Exercise:
Look below for the line containing "Target: metal pole" and the line containing "Target: baby sloth ear", then set down both and every line between them exactly, without pictures.

Records from a collection:
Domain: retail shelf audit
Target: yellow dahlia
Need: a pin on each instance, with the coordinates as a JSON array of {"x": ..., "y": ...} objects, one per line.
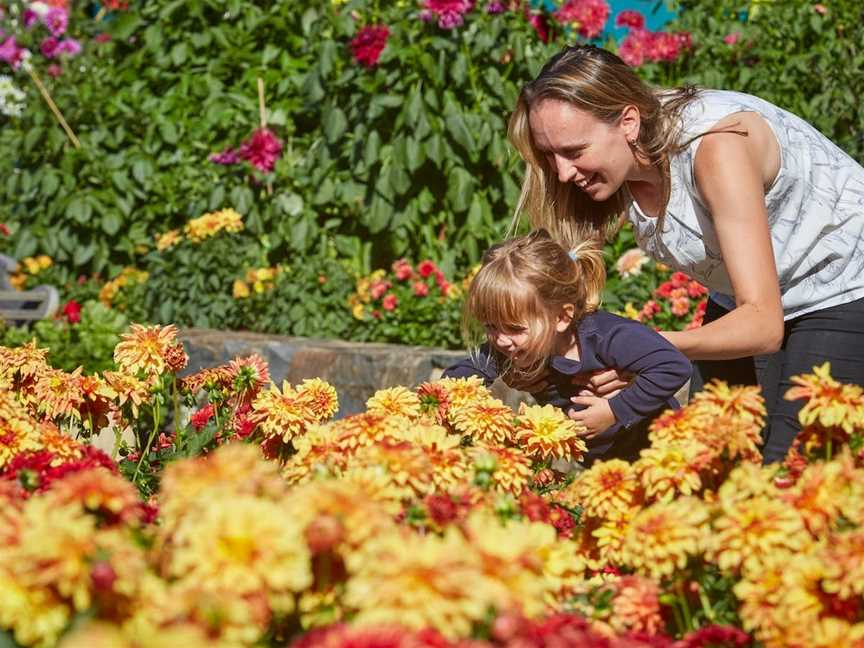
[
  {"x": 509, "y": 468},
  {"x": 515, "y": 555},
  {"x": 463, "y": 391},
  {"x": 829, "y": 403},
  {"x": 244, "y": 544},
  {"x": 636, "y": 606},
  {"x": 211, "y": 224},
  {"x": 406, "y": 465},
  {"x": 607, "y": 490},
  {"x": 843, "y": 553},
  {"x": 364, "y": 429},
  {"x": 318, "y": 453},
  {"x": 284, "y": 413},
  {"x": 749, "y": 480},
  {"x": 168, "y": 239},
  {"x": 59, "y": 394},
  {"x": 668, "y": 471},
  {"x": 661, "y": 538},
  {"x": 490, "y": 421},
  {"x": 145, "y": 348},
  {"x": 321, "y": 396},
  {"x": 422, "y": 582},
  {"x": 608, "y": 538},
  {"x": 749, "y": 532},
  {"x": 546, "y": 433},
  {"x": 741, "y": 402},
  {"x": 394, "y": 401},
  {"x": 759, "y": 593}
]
---
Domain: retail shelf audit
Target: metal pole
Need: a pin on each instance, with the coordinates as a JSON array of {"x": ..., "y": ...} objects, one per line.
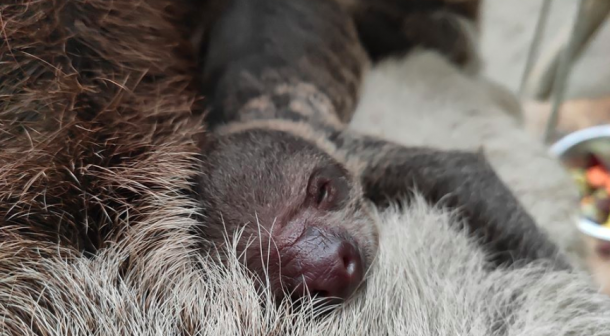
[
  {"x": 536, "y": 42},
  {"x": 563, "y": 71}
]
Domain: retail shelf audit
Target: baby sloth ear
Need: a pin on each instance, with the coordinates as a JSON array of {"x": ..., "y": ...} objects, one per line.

Task response:
Target: metal pole
Need: a pin on each instance, with the coordinates as a JSON array of {"x": ..., "y": ...} objects, one per line.
[
  {"x": 536, "y": 42},
  {"x": 563, "y": 71}
]
Domain: retail shelf audit
Target: baby sloth ear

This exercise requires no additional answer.